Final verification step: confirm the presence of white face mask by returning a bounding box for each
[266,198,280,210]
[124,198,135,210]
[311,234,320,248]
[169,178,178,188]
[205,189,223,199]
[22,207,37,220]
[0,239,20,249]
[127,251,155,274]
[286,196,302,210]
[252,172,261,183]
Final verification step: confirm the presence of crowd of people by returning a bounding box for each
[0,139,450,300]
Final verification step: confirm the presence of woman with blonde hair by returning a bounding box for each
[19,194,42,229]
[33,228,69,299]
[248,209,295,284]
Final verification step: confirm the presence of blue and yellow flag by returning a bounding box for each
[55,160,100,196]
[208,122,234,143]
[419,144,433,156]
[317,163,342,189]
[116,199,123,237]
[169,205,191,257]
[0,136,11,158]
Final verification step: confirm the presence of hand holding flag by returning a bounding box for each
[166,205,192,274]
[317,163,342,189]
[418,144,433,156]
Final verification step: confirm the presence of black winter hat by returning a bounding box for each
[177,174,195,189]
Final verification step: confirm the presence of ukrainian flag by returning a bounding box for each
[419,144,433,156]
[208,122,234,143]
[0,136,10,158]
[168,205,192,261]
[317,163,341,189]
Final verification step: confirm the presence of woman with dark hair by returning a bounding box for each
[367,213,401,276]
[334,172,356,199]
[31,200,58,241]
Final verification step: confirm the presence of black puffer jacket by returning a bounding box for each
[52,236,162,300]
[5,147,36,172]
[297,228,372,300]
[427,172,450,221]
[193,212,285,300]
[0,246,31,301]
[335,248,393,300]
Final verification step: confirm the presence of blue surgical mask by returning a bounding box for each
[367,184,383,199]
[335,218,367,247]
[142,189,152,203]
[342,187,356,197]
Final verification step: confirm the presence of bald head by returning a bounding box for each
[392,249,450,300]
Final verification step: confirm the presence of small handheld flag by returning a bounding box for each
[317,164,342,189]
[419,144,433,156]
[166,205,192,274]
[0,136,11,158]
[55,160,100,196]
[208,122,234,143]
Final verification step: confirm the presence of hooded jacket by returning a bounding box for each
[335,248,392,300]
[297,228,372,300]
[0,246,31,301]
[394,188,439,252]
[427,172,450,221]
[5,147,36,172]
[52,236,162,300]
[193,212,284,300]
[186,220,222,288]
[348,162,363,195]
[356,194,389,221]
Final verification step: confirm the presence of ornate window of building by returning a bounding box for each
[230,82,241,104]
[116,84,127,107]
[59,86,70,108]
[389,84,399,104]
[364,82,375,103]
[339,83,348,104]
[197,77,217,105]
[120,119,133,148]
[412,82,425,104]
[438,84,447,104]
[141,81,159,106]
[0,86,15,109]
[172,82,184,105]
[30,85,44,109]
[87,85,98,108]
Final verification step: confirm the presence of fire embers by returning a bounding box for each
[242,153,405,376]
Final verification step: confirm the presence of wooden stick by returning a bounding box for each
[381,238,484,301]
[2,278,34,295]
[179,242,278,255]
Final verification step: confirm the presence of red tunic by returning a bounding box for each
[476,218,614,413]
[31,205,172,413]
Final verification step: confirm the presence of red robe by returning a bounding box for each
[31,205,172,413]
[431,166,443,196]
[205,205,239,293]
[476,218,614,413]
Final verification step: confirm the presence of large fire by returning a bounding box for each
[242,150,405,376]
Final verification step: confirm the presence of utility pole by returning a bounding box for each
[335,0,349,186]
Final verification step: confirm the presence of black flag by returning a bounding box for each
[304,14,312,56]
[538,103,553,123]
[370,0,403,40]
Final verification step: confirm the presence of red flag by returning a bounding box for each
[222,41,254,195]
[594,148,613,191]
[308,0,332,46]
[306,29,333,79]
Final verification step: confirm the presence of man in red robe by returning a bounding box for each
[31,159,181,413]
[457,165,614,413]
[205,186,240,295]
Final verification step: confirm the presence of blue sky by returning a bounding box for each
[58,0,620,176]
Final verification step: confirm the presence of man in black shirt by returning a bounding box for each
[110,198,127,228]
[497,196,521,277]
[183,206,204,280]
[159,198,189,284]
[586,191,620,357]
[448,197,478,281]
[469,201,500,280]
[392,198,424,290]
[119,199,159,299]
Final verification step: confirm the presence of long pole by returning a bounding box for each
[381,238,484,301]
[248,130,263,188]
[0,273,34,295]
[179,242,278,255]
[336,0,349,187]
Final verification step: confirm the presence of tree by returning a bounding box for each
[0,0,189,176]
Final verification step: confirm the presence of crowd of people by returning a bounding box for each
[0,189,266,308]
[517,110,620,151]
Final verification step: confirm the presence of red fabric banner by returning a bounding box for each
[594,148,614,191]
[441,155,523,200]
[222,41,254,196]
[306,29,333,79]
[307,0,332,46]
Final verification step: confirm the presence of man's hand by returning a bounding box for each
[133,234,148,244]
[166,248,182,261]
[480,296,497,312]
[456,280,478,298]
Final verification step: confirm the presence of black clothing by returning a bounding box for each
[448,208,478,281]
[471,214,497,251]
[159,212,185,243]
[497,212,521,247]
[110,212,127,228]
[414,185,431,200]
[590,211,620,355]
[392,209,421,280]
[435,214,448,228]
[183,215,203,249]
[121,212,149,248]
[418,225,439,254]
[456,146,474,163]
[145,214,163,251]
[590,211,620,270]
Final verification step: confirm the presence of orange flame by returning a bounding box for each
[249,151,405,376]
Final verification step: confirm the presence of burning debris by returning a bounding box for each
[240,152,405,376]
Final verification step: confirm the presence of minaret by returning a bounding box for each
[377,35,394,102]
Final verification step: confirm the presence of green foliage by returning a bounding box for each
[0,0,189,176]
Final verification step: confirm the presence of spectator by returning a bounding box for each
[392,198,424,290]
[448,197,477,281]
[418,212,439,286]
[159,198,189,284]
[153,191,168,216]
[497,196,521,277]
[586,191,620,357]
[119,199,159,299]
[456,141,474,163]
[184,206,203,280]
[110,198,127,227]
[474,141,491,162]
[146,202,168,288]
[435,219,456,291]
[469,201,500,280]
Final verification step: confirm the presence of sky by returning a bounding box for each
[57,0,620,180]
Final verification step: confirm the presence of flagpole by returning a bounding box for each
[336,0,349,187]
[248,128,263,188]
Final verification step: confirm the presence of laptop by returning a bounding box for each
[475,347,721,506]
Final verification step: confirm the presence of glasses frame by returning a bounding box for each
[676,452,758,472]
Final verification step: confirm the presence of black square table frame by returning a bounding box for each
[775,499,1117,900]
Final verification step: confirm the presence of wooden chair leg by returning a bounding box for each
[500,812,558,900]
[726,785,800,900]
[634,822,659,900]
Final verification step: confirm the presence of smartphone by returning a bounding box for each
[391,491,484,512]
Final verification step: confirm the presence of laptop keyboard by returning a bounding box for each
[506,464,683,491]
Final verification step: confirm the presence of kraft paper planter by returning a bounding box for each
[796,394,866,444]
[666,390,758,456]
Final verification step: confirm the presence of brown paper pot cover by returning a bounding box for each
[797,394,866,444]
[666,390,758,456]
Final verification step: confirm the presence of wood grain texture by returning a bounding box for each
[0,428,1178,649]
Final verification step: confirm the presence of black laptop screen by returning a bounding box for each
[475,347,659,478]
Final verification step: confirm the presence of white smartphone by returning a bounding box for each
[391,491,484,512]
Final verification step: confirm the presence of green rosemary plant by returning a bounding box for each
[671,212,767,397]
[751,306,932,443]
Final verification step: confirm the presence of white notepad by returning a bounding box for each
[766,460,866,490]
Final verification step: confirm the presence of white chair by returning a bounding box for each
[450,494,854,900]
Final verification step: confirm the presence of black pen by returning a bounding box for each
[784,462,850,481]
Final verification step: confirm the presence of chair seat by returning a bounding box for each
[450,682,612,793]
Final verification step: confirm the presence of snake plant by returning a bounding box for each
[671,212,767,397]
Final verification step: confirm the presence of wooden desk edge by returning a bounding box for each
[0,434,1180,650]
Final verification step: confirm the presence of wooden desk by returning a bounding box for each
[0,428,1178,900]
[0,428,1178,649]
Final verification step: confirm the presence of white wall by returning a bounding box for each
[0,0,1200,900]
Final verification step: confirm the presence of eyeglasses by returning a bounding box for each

────────

Exercise details: How many lines in the entries above contain the string "smartphone"? Reply with the number alone.

Exercise solution: 2